• [Document section]
Start of Block

House Speaker Thom Tillis explained the new conflagration philosophically, saying ‘Part of the conflict is due to a different world view of the role of government.’ Other legislators were blunter, saying ‘Cities are getting too big and too powerful’ and ‘Cities are too arrogant.’
 
The mayors (who’re mostly Democrats) tried to fight back but the legislators (who’re mostly Republicans) had them over a barrel: The General Assembly had the power – legally – so it rolled happily forward redrawing school board districts, rewriting local housing regulations, and taking the airport from Charlotte, the water system from Asheville and Dix Park from Raleigh.  
 
But, a year from now, this war may take a turn that surprises the General Assembly: Years ago, when Jesse Helms first ran for Senate, most of the voters lived in small towns and rural crossroads not big enough to be called towns. But those days have long-since vanished. Cities are now the political dynamos and cities and suburbs decide elections and mayors (like Raleigh’s Mayor Nancy McFarlane) are popular – more popular than, say, a Republican legislator from Raleigh.

End of Block

• [Your goal]
Change the passage about cities and legislators between "House Speaker Thom" and "Park from Raleigh.", inclusive, putting "lawmakers" wherever "legislators" appears. These records were drawn from a separate source.

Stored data
Start of Block

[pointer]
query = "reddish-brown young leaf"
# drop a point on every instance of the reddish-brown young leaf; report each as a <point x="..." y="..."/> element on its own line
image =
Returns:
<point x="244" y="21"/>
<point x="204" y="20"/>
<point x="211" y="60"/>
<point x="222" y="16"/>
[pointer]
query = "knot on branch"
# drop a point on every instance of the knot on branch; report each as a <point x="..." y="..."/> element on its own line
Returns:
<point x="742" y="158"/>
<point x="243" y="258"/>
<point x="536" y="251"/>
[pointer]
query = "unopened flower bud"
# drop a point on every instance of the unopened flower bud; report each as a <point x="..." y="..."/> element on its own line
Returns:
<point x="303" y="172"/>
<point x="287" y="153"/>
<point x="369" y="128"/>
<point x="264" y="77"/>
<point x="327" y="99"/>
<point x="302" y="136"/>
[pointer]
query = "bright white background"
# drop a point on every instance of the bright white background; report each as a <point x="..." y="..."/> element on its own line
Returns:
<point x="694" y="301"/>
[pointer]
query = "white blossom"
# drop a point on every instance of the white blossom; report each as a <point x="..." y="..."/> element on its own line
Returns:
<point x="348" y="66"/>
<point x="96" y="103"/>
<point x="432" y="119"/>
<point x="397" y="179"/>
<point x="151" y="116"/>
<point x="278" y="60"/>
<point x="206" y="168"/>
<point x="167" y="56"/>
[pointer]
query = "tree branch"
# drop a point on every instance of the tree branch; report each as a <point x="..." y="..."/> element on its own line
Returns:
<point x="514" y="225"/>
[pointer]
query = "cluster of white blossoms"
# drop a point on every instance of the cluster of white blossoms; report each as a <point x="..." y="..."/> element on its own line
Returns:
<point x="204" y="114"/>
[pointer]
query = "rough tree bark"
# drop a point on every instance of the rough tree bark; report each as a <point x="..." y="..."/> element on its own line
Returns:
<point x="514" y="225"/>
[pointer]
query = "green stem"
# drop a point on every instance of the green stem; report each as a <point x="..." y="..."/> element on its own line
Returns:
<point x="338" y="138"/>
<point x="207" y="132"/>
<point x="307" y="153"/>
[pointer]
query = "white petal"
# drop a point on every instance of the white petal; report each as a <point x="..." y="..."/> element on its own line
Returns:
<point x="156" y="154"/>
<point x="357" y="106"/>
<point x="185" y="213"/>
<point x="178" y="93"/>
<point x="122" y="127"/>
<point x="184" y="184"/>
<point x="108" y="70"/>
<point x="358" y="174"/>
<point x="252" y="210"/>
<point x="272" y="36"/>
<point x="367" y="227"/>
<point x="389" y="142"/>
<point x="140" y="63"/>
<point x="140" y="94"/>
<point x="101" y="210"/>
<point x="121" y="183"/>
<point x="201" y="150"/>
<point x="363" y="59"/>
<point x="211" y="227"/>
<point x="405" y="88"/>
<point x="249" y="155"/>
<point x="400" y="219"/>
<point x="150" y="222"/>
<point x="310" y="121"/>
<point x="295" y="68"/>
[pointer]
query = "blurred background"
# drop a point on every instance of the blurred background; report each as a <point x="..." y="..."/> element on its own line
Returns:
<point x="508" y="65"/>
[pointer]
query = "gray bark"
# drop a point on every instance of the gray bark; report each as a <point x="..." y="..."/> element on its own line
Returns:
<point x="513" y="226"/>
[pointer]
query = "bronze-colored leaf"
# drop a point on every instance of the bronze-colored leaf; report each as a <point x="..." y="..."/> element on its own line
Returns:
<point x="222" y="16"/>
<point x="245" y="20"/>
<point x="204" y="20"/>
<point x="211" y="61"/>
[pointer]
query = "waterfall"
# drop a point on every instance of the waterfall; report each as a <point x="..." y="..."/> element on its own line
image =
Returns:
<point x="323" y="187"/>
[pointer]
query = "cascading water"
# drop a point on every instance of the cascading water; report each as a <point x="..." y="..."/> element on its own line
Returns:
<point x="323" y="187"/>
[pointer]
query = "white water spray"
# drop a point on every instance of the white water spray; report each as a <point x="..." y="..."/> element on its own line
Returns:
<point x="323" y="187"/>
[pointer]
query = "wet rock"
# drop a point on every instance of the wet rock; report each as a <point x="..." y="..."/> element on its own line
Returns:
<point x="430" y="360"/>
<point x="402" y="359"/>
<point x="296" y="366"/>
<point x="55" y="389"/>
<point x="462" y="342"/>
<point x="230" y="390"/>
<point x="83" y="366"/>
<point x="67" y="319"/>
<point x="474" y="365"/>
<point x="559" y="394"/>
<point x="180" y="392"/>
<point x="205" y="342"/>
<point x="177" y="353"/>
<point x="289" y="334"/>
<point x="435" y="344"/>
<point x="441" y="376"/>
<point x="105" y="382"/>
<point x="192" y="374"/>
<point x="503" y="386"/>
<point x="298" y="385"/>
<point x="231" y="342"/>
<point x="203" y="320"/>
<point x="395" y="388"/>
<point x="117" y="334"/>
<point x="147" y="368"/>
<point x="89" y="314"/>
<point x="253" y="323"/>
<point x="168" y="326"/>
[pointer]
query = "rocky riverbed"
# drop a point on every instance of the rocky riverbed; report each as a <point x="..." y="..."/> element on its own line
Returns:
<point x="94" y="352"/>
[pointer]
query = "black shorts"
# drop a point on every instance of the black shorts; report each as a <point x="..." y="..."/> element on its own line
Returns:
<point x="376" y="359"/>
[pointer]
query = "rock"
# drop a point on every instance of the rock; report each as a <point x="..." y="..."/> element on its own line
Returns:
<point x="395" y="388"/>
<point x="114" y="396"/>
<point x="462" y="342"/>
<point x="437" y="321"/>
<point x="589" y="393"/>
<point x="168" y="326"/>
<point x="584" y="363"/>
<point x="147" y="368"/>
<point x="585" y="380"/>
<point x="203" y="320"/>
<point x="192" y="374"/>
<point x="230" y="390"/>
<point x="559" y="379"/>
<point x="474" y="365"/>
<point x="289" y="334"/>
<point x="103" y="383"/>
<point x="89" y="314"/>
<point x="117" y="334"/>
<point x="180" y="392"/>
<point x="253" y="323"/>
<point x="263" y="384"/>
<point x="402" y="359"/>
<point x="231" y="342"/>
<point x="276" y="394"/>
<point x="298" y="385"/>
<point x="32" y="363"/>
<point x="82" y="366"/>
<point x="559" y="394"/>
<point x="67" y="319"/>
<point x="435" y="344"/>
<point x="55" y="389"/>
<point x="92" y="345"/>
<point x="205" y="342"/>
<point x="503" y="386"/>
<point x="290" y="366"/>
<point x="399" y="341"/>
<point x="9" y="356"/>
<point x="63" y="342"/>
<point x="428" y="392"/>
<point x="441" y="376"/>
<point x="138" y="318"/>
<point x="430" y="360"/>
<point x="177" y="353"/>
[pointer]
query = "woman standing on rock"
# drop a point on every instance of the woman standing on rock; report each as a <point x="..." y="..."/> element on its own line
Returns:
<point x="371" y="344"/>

End of Block

• [Result of the task]
House Speaker Thom Tillis explained the new conflagration philosophically, saying ‘Part of the conflict is due to a different world view of the role of government.’ Other lawmakers were blunter, saying ‘Cities are getting too big and too powerful’ and ‘Cities are too arrogant.’
 
The mayors (who’re mostly Democrats) tried to fight back but the lawmakers (who’re mostly Republicans) had them over a barrel: The General Assembly had the power – legally – so it rolled happily forward redrawing school board districts, rewriting local housing regulations, and taking the airport from Charlotte, the water system from Asheville and Dix Park from Raleigh.